Update the items below by replacing every "blazer" with "jacket" and changing nothing else. Leave the pictures out of your answer.
BEGIN MATERIALS PROVIDED
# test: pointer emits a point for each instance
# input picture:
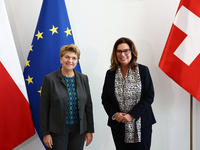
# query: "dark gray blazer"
(143, 109)
(53, 104)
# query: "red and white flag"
(16, 123)
(180, 59)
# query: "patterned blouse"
(72, 116)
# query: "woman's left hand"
(127, 118)
(88, 138)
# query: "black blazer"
(53, 104)
(143, 109)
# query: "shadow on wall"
(102, 139)
(164, 95)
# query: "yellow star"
(27, 63)
(29, 80)
(31, 48)
(40, 91)
(39, 35)
(68, 31)
(54, 30)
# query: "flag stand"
(191, 122)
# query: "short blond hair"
(70, 48)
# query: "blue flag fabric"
(52, 32)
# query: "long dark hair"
(134, 53)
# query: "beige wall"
(96, 25)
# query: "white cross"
(189, 23)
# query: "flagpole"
(191, 122)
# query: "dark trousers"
(145, 143)
(70, 140)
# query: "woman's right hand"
(119, 116)
(47, 139)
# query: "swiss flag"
(180, 59)
(16, 123)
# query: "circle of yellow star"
(54, 30)
(68, 31)
(39, 35)
(29, 80)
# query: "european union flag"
(52, 32)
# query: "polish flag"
(180, 59)
(16, 123)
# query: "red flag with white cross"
(180, 59)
END MATERIALS PROVIDED
**SOLUTION TO THE EXERCISE:**
# test: pointer emits a point for each instance
# input picture:
# query: "dark gray jacket"
(143, 109)
(53, 104)
# query: "red and white flag"
(16, 123)
(180, 59)
# query: "patterned blouse"
(72, 116)
# query: "woman's left hand"
(127, 118)
(88, 138)
# query: "black jacket"
(53, 104)
(143, 109)
# query: "shadow on wall"
(102, 139)
(164, 95)
# query: "yellow star"
(27, 63)
(29, 80)
(31, 48)
(40, 91)
(39, 35)
(68, 31)
(54, 30)
# query: "flag stand"
(191, 122)
# query: "short blond hair"
(70, 48)
# query: "blue flag fabric"
(52, 32)
# query: "long dark hair"
(134, 53)
# query: "beige wall"
(96, 25)
# query: "white cross"
(189, 23)
# query: "flagpole"
(191, 122)
# query: "dark trousers"
(145, 143)
(70, 140)
# query: "woman's right hand"
(119, 116)
(47, 139)
# query: "swiss flag"
(180, 59)
(16, 123)
# query: "circle of yellow star"
(54, 30)
(68, 31)
(39, 35)
(29, 80)
# query: "european union flag"
(52, 32)
# query: "polish flag"
(180, 59)
(16, 123)
# query: "red flag with white cross"
(180, 59)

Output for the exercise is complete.